Exactly transcribe the line that holds "Where can the stone tower" and every remaining line of the records, up to and including the final one, with nothing else.

[Referring expression data]
***
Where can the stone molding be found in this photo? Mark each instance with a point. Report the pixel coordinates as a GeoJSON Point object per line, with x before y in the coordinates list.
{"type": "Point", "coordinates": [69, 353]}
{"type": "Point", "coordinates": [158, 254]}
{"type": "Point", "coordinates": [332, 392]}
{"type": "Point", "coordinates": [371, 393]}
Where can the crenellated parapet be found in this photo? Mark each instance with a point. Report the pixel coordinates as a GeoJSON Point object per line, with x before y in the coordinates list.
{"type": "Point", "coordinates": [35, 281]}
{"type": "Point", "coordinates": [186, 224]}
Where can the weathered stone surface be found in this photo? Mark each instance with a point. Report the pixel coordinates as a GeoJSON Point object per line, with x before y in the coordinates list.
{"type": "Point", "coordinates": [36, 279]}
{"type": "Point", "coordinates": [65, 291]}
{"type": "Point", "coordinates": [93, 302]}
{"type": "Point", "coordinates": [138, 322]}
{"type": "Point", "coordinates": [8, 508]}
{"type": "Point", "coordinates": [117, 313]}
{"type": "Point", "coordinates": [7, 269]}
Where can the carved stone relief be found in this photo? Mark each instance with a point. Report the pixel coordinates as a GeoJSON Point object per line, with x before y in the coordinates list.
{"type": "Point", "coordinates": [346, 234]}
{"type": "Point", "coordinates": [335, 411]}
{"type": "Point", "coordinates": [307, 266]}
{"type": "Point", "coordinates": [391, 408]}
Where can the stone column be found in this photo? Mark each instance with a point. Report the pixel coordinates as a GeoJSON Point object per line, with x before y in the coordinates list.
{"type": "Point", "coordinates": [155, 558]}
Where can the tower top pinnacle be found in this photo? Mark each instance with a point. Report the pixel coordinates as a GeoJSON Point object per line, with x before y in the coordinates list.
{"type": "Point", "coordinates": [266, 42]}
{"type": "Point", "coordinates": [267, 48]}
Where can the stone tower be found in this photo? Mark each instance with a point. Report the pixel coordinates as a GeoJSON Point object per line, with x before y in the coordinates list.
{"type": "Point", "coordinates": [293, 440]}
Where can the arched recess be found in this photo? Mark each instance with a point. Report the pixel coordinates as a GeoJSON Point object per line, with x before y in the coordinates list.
***
▸ **TASK RESPONSE**:
Where can the stone tower be found in this photo? Mark each instance with a point. Report the pixel coordinates as a GeoJSON Point object per line, with x before y in the coordinates list.
{"type": "Point", "coordinates": [293, 440]}
Where can the arched recess be found in this photo? Mark each instance with a point. Report the pixel coordinates as a GeoJSON Point object per line, with x before y in the coordinates list.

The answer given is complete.